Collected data
- - - - - - -

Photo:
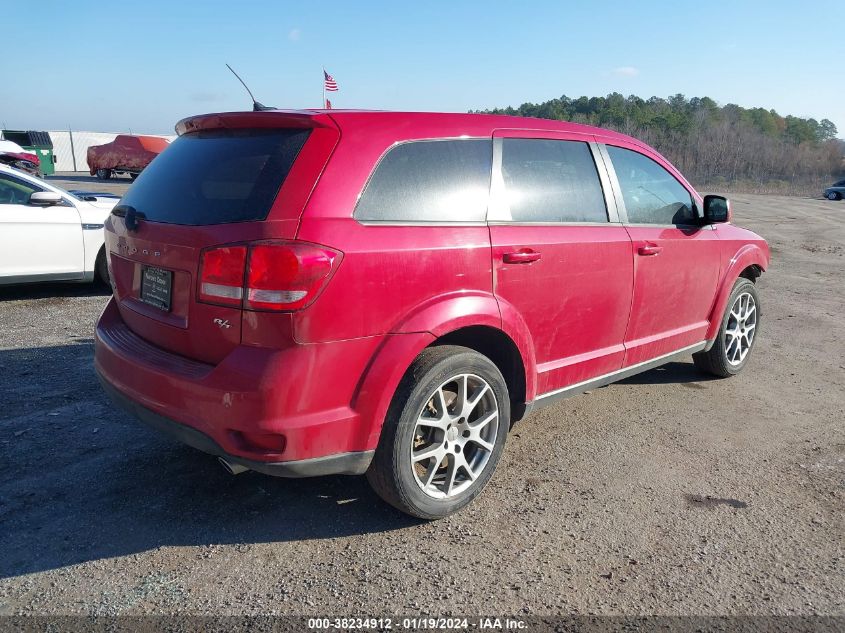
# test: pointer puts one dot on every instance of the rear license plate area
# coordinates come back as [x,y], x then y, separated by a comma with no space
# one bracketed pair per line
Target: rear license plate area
[156,286]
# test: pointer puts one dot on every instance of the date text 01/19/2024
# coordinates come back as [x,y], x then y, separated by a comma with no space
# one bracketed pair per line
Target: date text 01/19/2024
[415,623]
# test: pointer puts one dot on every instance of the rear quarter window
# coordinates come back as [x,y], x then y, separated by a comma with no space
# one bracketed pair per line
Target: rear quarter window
[216,176]
[430,181]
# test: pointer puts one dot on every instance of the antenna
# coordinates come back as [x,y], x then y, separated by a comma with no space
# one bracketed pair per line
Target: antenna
[256,106]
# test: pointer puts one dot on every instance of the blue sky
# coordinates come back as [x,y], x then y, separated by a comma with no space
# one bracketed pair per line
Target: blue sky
[141,66]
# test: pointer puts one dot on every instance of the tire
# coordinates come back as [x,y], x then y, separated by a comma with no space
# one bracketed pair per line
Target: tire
[101,269]
[465,450]
[730,352]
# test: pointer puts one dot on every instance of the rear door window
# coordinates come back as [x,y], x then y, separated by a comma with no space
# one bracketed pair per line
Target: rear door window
[430,181]
[216,176]
[652,195]
[551,181]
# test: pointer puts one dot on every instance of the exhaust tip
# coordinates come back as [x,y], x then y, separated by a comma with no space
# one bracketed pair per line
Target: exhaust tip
[232,468]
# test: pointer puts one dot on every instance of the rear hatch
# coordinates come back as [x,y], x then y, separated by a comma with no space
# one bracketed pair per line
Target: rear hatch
[229,179]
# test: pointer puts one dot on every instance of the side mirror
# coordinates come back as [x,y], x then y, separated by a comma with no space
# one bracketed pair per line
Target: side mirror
[717,210]
[44,198]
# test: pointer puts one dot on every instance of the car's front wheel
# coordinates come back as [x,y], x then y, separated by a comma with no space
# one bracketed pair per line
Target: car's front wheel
[444,433]
[737,334]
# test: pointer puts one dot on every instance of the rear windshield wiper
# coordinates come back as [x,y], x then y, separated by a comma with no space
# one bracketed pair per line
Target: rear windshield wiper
[130,215]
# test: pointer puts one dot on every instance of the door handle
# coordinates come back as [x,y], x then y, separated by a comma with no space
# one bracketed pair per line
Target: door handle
[521,257]
[649,249]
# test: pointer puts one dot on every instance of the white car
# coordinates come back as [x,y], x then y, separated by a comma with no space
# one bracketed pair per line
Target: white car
[48,234]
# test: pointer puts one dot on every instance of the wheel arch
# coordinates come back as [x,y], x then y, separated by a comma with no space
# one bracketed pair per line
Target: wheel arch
[502,351]
[749,262]
[394,356]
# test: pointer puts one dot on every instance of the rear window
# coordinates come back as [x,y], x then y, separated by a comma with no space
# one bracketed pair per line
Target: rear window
[216,176]
[551,181]
[430,181]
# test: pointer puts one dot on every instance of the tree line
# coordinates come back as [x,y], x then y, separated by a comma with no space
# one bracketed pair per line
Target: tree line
[714,146]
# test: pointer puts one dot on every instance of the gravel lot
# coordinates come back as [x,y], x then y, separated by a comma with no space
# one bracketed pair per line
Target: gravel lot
[668,493]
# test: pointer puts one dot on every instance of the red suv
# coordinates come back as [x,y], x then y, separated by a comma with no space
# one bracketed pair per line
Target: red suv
[317,292]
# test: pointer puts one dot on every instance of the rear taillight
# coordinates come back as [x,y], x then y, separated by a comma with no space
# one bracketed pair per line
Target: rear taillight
[222,275]
[277,276]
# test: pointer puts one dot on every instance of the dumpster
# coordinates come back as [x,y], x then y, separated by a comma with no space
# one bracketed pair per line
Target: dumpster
[39,143]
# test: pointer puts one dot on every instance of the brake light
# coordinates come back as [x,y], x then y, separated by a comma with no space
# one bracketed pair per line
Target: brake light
[277,276]
[222,275]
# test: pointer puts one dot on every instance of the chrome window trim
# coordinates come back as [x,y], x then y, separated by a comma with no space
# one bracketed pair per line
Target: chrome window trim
[506,223]
[419,223]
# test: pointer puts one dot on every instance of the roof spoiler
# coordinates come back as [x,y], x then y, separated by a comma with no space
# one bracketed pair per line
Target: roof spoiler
[259,119]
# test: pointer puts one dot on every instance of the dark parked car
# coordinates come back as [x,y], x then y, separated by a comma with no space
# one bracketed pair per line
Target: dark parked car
[836,191]
[307,293]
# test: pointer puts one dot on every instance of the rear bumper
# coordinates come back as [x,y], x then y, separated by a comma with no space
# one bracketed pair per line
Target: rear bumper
[281,411]
[339,464]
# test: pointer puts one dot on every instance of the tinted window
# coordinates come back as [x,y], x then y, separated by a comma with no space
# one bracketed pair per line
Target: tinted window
[216,176]
[652,195]
[551,181]
[430,181]
[14,191]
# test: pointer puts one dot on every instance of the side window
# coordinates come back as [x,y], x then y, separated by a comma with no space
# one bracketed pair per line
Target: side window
[14,191]
[551,181]
[652,195]
[430,181]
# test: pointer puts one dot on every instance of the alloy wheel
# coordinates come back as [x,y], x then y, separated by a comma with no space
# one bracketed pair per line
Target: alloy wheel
[454,436]
[740,329]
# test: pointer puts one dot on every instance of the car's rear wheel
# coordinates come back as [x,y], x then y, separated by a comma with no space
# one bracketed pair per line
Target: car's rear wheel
[737,334]
[444,433]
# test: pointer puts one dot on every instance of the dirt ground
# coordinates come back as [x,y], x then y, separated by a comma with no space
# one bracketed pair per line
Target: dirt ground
[668,493]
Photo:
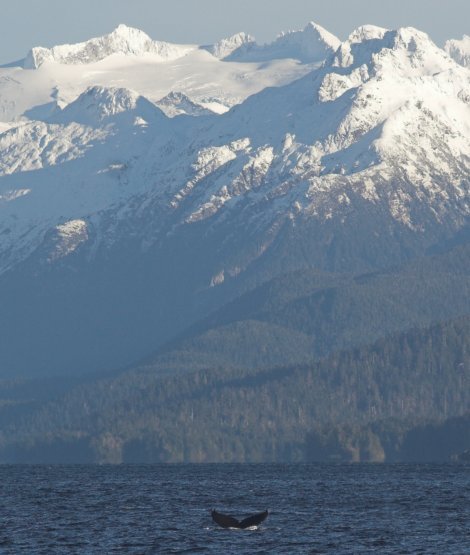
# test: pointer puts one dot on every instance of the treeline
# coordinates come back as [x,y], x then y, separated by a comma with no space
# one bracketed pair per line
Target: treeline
[406,397]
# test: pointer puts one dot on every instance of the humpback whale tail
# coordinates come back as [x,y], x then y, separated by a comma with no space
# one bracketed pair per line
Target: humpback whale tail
[227,521]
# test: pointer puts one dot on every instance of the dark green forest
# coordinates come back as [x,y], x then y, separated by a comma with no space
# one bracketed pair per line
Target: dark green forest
[403,398]
[308,366]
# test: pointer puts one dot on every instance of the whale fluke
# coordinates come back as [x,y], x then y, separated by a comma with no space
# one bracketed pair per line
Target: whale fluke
[227,521]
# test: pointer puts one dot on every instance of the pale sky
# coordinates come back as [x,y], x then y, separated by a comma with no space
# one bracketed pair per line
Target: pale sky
[28,23]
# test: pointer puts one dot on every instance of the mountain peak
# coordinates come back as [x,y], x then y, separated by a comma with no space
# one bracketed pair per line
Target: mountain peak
[312,44]
[226,47]
[97,105]
[459,50]
[123,40]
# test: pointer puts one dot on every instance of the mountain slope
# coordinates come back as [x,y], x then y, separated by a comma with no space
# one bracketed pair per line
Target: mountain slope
[128,58]
[121,227]
[365,404]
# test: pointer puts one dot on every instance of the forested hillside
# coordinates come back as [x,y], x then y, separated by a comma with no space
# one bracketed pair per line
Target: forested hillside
[370,403]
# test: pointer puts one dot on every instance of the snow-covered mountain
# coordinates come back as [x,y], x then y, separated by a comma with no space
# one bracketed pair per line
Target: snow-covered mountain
[135,224]
[129,58]
[312,44]
[123,40]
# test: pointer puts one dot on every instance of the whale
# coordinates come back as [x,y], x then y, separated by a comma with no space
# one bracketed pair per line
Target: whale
[227,521]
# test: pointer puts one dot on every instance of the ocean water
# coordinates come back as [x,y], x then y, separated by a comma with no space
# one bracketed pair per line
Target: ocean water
[314,508]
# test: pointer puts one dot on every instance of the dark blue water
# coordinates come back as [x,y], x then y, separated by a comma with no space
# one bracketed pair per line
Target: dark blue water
[165,509]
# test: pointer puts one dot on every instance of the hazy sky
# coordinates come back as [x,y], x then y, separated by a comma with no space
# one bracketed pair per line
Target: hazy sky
[27,23]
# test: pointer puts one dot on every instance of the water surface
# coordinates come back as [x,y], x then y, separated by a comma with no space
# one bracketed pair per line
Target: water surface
[166,509]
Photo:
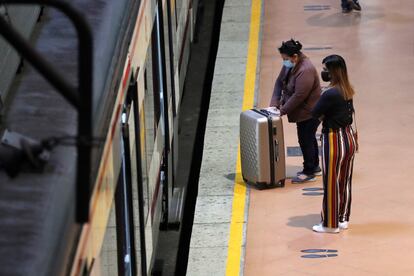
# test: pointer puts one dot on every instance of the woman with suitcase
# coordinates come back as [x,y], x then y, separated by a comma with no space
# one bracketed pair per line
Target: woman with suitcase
[296,91]
[335,109]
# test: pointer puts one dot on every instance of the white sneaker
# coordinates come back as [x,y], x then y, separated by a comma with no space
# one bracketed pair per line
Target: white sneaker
[343,225]
[321,229]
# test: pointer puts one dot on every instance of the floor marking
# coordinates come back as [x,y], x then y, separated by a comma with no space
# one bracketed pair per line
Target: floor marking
[328,253]
[315,256]
[314,250]
[234,253]
[316,7]
[312,193]
[312,189]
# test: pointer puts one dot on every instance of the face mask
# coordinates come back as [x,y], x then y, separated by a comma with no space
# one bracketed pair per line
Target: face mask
[326,76]
[288,64]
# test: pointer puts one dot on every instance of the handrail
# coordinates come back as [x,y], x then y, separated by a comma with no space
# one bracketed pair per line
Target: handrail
[81,99]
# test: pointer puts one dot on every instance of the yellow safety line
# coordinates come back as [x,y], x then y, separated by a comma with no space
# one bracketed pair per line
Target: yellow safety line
[239,197]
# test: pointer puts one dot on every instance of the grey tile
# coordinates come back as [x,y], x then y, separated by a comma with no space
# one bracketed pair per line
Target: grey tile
[210,235]
[232,31]
[207,261]
[232,49]
[210,187]
[228,117]
[213,209]
[226,99]
[221,137]
[229,82]
[217,174]
[236,14]
[230,65]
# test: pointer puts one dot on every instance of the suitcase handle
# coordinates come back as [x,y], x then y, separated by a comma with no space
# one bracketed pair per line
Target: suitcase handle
[276,150]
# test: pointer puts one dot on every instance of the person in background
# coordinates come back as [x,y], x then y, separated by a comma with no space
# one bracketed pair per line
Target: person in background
[349,5]
[296,91]
[335,109]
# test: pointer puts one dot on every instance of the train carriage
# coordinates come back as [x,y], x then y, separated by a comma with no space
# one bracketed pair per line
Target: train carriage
[141,54]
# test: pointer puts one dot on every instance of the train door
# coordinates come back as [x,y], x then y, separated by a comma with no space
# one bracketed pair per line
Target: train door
[165,94]
[129,196]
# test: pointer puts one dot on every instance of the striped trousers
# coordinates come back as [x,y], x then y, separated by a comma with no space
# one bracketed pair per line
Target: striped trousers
[338,151]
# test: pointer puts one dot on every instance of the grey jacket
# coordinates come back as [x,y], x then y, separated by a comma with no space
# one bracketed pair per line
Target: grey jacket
[297,90]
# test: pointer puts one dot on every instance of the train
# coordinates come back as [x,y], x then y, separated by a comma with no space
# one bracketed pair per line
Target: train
[141,54]
[134,193]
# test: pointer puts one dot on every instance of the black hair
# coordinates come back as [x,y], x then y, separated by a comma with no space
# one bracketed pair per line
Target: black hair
[339,75]
[290,48]
[334,61]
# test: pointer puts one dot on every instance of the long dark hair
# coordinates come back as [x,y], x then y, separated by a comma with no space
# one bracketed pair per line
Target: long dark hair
[339,75]
[290,48]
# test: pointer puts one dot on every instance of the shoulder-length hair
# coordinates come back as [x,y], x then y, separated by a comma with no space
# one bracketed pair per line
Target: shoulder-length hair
[339,75]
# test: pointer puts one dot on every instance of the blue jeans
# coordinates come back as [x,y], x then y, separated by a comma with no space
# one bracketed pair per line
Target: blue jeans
[308,144]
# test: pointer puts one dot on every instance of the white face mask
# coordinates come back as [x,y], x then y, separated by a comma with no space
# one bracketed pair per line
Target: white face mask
[288,64]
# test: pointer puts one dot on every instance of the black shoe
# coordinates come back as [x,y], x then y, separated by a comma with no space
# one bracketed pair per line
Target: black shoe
[354,4]
[317,171]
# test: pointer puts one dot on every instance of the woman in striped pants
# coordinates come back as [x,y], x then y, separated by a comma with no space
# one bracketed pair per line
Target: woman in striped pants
[335,109]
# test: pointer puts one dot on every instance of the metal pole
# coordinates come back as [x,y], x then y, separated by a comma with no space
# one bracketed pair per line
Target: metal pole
[82,101]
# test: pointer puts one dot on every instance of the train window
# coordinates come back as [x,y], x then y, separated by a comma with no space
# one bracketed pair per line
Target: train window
[148,127]
[169,56]
[107,263]
[156,76]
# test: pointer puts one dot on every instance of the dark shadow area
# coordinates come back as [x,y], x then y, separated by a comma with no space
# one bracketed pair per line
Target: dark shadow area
[337,20]
[230,176]
[306,221]
[173,246]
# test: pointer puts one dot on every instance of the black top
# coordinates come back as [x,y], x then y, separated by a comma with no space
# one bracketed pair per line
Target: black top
[334,111]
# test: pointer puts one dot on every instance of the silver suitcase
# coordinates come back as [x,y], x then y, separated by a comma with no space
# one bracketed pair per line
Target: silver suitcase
[262,149]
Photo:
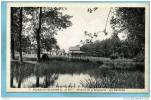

- - - - - - -

Task item — Set down, from the entries above, exactly the lines from the one with "the rear door window" up to and including the one with "the white car", and no other lines.

Response area —
# test: pointer puts one dot on every instance of the rear door window
# coordinates come back as [x,y], x then y, separated by a comma with no space
# one bracketed pair per line
Target: rear door window
[430,181]
[216,176]
[652,195]
[551,181]
# test: pointer puts one dot on every instance of the exhaust tip
# coordinates come back as [x,y], x then y, separated by a comma with no space
# one bracketed pair per line
Target: exhaust tip
[232,468]
# test: pointer puts one dot on every instance of the rear hatch
# coordinates come back as [x,y], x then y, separated by a comma with no space
# one bracketed pair per line
Target: rear hatch
[229,179]
# test: pointer puts one dot on every instance of the side mirror
# coordinates come back as [x,y], x then y, separated by a comma with no space
# one bracketed pair per line
Target: side mirror
[717,210]
[44,198]
# test: pointer puts one dot on every instance of the car's front wheel
# coordinates come back as [x,y], x then y, separated by a comma with no space
# one bracketed pair per line
Target: car's front wheel
[444,433]
[737,334]
# test: pointer puts one dot on every instance of the rear windshield wiper
# coordinates come back as [x,y], x then y, separated by a comma with no space
# one bracketed pair per line
Target: rear windshield wiper
[130,215]
# test: pointer puts one dot on every instance of the door handle
# coordinates come back as [x,y], x then y, separated by a comma with no space
# one bracketed pair per line
Target: door handle
[521,257]
[649,249]
# test: pointer puts one dot on every instance of the white car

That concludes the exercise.